OBJETIVO DO EXERCÍCIO:
Reproduza fielmente o trecho do relato sobre a visita à aldeia de Teixeira, começando em "Lembro-me principalmente do" e terminando em "em meia hora.".

TEXTO A LER:
========================

Tenham paciência esta é longa!!!
Alguns fins-de-semana atrás acompanhei os meus pais às suas respectivas aldeias de origem. Já de regresso da aldeia materna parámos então na aldeia paterna um lugar catita chamado Teixeira (sim a terra do doce ou dos biscoitos). O passeio era obrigatório e lá fomos por entre as ruas apertadas e sinuosas da aldeia comprimentando pessoas que reconheciam facilmente os meus pais e se espantarem por os filhos estarem tão crescidos (nunca soube que eram mas também...). Continuando a nossa demanda social encontramos um senhor de nome António (tal como o meu pai) que reconheci imediatamente. É como uma celebridade na aldeia. Possui um ligeiro atraso que lhe permite comprimentar todos com um largo sorriso e palavras alegres sem que ninguém tenha a coragem de recusar tão entusiasta comprimento. Pessoa de muitas palavras também é conhecido por entreter por horas a fio qualquer desgraçado que caia sobre o seu palavreado fazendo-o desejar a morte com tiros de pistola.
De qualquer maneira, o meu pai comprimentou-o e iniciou a conversa para horror de todos os presentes que se imaginaram a "penar" durante longos momentos com as palavras da pictoresca personagem. E assim foi, meia hora depois lá estávamos nós a continuar a sorrir para António que continuava com o monólogo incessante e perguntávamos quando é que as pilhas acabavam... O fim parecia longínquo...
Lembro-me principalmente do António por ser filho de um senhor, cujo nome não me recordo, no mínimo caricato. Homem de proporções generosas, cego de um olho lembrava-me domingos em que vindos da missa ficava-mos meia hora atrás do seu carro que se movia a dez à hora no meio da estrada sem ligar às buzinadelas e insultos que lhe chegavam aos ouvidos e era impulsionador de alguns acidentes. Apenas tenho mais a dizer quando morreu toda a gente da aldeia suspirou com algum alívio pois fariam o percurso até à igreja nos dez minutos e não em meia hora.
Mas já fujo do assunto... António lá continua com as suas histórias e o meu pai sempre a dar-lhe "corda" para nosso desespero. Mas em algum momento da conversa o meu pai pergunta-lhe se ainda continua com o negócio das galinhas e dos ovos e aí é que a conversa teve o interesse que agora passo a citar:
António, pessoa algo frágil mentalmente, iniciou em 1998 um negócio da criação de galinhas e venda de ovos. Impulsionado pela mãe (que desconfio queria era tira-lo de casa para poder respirar um pouco) lá comprou umas vinte galinhas. Era muito conhecido por isso e sempre que alguém aparecia na aldeia corria ao seu encontro para vender o seu produto. Tenho de admitir eram baratos, 50 escudos a dúzia! Todos lhe compravam os ovos, uma parte por pena do pobre homem, outra porque eram realmente baratos! Isto deu a António algum dinheiro uma vez que continuava a ser a pobre senhora que financiava a ração e ele só tinha de vender os ovos e ficar com o dinheiro. Com este novo capital investiu em mais galinhas e ergueu um novo galinheiro longe de casa mas ao lado de um casal de Adventistas do Sétimo Dia chamados Amadeu e Georgina que não viram com bons olhos a "galinhada" que se avizinhava. Eram às muitas dezenas e António era uma pessoa feliz com o seu negócio. Era engraçado encontra-lo e ver o seu orgulho quando mostrava a roupa nova que tinha comprado com o seu dinheiro (desconfio que a pobre mãe nunca viu um cêntimo). Chegou a ter um velho Austin, mas desconfio que pela pericia que demonstrava deve repousar no fundo do rio!!!

========================

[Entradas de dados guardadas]
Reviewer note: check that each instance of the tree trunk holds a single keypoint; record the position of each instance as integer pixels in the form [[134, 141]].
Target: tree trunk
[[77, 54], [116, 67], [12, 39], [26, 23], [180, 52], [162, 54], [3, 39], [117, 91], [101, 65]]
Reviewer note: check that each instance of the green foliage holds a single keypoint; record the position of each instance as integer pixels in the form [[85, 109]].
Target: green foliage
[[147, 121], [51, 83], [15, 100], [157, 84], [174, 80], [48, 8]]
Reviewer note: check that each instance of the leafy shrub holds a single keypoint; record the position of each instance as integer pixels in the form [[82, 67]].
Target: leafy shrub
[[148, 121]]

========================

RESULTADO DO EXERCÍCIO:
Lembro-me principalmente do António por ser filho de um senhor, cujo nome não me recordo, no mínimo caricato. Homem de proporções generosas, cego de um olho lembrava-me domingos em que vindos da missa ficava-mos meia hora atrás do seu carro que se movia a dez à hora no meio da estrada sem ligar às buzinadelas e insultos que lhe chegavam aos ouvidos e era impulsionador de alguns acidentes. Apenas tenho mais a dizer quando morreu toda a gente da aldeia suspirou com algum alívio pois fariam o percurso até à igreja nos dez minutos e não em meia hora.